**Tus tareas:**
a) Indica si cada afirmación coincide con el fragmento sobre el hotel Micky: (i) Javier Martínez fue baterista de Manal; (ii) Luis Salinas fue al hotel a dar el pésame cuando murió Pasquali; (iii) Según Quinteiro, la época de oro del Micky fueron los 70. Responde sí o no a cada una y cita literalmente las palabras del fragmento que lo deciden.
b) En el fragmento sobre el hotel Micky, ¿qué instrumento tocaba el padre de Quinteiro?
c) Por favor, continúa el fragmento sobre el hotel Micky a partir de su última oración.

------ Fragmento de origen ------

Los 80: el gran momento
Quinteiro dice que la época de oro del Micky fueron los 80. “Papá tenía mucho carácter y presencia, pero era un tipo amable, muy querido. Tenía oído, espíritu musical y tocaba el saxo, creo que por eso tenía tanta afinidad con los músicos”. Cuenta de la primera vez que reconoció en la recepción al enorme Javier Martínez, baterista de Manal y uno de los padres del blues nacional. “Vino a quedarse una madrugada de domingo y preguntó por el Gallego. No me quería decir su nombre, decía que el Gallego no lo registraba porque venía siempre. Cuando me lo dijo, lo miré de reojo y me apuró, con ese carácter difícil: ´¿Qué mirás? Sí, soy yo´. Era bravo, pero muy buena gente. Vino hasta no hace mucho.” Otro habitué era el guitarrista y compositor Luis Salinas. “La última vez que Luis estuvo acá fue cuando murió Pasquali, vino a darme el pésame. Otro tipazo. Y qué manera de tocar”, elogia a quien a lo largo de su carrera ha tocado con B.B. King, Paco de Lucía y George Benson, entre muchos otros. Otros que aparecían seguido eran Juan José de Mello, el folclorista uruguayo, y hasta Cacho Castaña, de quien Norberto conserva una anécdota de sus andanzas nocturnas. “Habrá sido a fines de los 70. Estaba en una de las habitaciones simples con una señorita, y de pronto aparece abajo su novia. Desesperado, le pidió a la otra que se meta en el ropero. De esos roperos viejos, grandes. Pero la novia se le instaló como tres horas y la chica cuando logró salir del ropero estaba como desmayada y mi papá lo ayudó.”
Muchas otras las comparte con emoción. En el 2014, cuenta con nostalgia, llegó un hombre entrado en años que preguntó si el lugar siempre había funcionado como hotel. “Miraba y miraba. Preguntó específicamente si el cuarto piso también había sido siempre hotel. Cuando le dije que sí, me dijo que entonces este era el lugar donde nació. Volvía hoy, con casi 90 años, y sabía exactamente en qué habitación había nacido, a donde daba la ventana”. Hay otras menos felices, como la del fin de semana del suicidio. “Llegó un tipo un jueves por la noche. Salió a comer, tranquilo, y después se encerró en su cuarto. A los dos días, preocupados, le tocamos la puerta. Como no contestaba tuvimos que espiar por el conducto de ventilación y ahí estaba, tirado en su cama con dos botellas de whisky y una tableta entera de Alplax.”

------ Entradas proporcionadas ------

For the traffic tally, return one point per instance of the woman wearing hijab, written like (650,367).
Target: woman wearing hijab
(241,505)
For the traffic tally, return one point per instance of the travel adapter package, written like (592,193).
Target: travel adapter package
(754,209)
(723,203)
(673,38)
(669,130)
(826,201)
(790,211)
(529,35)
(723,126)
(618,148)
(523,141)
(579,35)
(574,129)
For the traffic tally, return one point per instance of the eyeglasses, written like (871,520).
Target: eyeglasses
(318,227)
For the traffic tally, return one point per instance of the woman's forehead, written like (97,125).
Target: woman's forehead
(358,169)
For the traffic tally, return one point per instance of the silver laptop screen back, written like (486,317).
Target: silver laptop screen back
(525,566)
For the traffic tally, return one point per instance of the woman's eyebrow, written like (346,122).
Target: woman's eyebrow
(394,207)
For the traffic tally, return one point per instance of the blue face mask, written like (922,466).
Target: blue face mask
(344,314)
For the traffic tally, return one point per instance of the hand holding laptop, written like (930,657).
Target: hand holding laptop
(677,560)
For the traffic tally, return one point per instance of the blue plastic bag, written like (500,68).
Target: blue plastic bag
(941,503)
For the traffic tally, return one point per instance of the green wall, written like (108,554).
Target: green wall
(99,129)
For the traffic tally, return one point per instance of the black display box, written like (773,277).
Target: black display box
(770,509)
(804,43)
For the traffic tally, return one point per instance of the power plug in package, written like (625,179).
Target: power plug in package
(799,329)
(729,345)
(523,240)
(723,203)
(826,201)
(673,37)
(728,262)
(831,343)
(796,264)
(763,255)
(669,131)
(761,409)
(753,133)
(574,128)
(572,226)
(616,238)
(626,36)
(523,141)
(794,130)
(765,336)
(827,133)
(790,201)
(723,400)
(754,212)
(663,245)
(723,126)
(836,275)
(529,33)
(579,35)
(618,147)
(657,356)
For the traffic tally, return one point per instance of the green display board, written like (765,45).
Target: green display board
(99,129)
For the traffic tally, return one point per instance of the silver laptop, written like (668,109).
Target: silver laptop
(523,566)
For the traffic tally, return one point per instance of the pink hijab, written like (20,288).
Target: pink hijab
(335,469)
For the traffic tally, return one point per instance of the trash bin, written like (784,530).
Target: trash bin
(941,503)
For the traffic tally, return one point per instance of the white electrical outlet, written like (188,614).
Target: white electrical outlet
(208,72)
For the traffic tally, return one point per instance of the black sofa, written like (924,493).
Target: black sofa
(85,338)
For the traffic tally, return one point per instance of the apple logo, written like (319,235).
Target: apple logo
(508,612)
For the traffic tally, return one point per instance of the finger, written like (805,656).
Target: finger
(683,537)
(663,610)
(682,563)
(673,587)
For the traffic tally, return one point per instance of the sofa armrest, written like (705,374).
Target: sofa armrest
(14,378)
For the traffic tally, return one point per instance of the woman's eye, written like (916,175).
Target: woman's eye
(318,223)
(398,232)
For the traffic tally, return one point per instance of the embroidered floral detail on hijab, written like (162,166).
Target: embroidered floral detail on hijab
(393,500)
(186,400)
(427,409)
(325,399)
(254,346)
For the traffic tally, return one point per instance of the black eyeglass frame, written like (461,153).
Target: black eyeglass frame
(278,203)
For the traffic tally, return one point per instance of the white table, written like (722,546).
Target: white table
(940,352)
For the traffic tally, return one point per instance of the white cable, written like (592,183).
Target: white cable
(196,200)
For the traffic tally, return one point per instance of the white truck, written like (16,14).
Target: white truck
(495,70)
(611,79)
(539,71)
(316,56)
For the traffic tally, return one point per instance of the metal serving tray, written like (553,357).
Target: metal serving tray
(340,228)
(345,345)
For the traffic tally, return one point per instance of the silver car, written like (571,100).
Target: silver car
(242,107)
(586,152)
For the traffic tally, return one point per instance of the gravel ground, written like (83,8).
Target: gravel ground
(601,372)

------

**Respuestas numeradas:**
a)
(i) Sí: "baterista de Manal y uno de los padres del blues nacional".
(ii) Sí: "La última vez que Luis estuvo acá fue cuando murió Pasquali, vino a darme el pésame."
(iii) No: "Quinteiro dice que la época de oro del Micky fueron los 80."

b) El saxo.

c)
El Micky Hotel es otro más entre los muchos establecimientos de Buenos Aires cuyo final parece acelerado por el fatídico 2020. Décadas (casi un siglo, en este caso) de historias, sentido de pertenencia, viejas costumbres y códigos que son barridas por el apremio económico y la imposibilidad de generar ingresos en una economía escuálida. “Tengo bronca, no tendría que pasar. Pero entre la pandemia y los años malos a partir del 2018, se volvió insostenible”, dice Quinteiro con tristeza. Se apoya contra el mostrador de la recepción; eso y un par de mapas de Buenos Aires y la Argentina pegados a la pared son los únicos elementos que atestiguan que alguna vez fue una recepción por la que pasaban huéspedes, turistas o músicos. No quedan más que los fantasmas de la bohemia y los buenos años. Norberto Quinteiro, sin embargo, está agradecido. Ni él ni el Micky necesitaron nunca del esplendor o la magnificencia, y sabe que su rica historia, por más que parezca cerca de cambiar de rumbo, ya los justifica a ambos.